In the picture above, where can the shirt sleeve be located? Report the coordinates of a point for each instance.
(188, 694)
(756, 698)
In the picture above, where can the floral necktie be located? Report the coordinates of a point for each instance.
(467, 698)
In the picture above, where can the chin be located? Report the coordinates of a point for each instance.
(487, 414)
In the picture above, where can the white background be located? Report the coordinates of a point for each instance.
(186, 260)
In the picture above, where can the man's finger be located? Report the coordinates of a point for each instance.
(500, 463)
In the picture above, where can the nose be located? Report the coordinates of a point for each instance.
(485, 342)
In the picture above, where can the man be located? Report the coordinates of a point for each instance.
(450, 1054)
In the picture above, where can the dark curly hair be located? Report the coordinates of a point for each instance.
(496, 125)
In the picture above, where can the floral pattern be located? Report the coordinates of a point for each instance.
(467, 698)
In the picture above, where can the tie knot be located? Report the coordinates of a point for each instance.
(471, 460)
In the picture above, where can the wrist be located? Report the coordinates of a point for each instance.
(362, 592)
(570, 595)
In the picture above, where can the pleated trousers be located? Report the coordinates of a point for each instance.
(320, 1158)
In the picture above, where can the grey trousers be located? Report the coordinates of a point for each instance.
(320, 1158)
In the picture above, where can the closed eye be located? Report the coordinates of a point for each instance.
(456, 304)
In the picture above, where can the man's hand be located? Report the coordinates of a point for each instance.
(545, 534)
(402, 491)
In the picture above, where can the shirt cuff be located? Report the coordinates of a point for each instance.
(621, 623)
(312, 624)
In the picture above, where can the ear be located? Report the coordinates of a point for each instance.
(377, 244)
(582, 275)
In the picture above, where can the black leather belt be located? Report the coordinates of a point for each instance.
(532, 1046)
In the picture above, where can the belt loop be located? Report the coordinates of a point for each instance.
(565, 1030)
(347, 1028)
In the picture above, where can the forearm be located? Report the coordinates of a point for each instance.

+ + +

◆ ASSIGNED TASK ◆
From the data above, copy each line exactly.

◆ EXPECTED ANSWER ◆
In the picture above, where can the shirt sleeve be located? Report the coordinates of a point for each instance.
(188, 694)
(756, 698)
In the picture above, where can the floral necktie be located? Report the coordinates of a point for each instance.
(467, 698)
In the picture above, where can the chin be located? Report the coordinates of a point for each instance.
(487, 414)
In the picture above, where can the white background be located? Report the coordinates of a point for each instance.
(186, 260)
In the picture above, where can the man's finger be located? Report the coordinates of a point for each instance.
(500, 463)
In the picture above, where can the nose be located? Report the coordinates of a point for each instance.
(485, 342)
In the picture above, where can the man be located? Report the coordinates of a point for each instance.
(450, 1054)
In the picture above, where can the dark curly hair be located? Report the coordinates of a point for each instance.
(496, 125)
In the picture above, where can the floral pattern be located? Report the coordinates of a point for each instance.
(467, 698)
In the picture above, where can the tie knot be located? Report the coordinates of a point for each instance.
(471, 460)
In the picture above, where can the wrist be located? Report the coordinates of a point for each instance.
(362, 592)
(570, 595)
In the picture above, where can the pleated trousers be located? Report the coordinates of a point for each instance.
(320, 1158)
In the picture above, where can the grey trousers be located? Report the coordinates of a point for each instance.
(320, 1158)
In the picture above, where can the closed eye be located? Report the coordinates of a point for each instance.
(456, 304)
In the picture above, where can the man's hand be located? Report the coordinates of a point for each instance.
(545, 534)
(402, 491)
In the picture above, where can the shirt cuff be located? Report the coordinates of a point for each instance.
(621, 623)
(312, 624)
In the picture above, where can the ear be located? Report the coordinates of a point for each instance.
(377, 244)
(582, 275)
In the picture above, where can the black leather belt be located? Report the coordinates of a point for each instance.
(532, 1046)
In the picture above, where can the belt loop be located? Report the coordinates of a point for each instance.
(565, 1030)
(347, 1028)
In the picture above, where can the forearm be located? Report the coordinates of a point for each instance.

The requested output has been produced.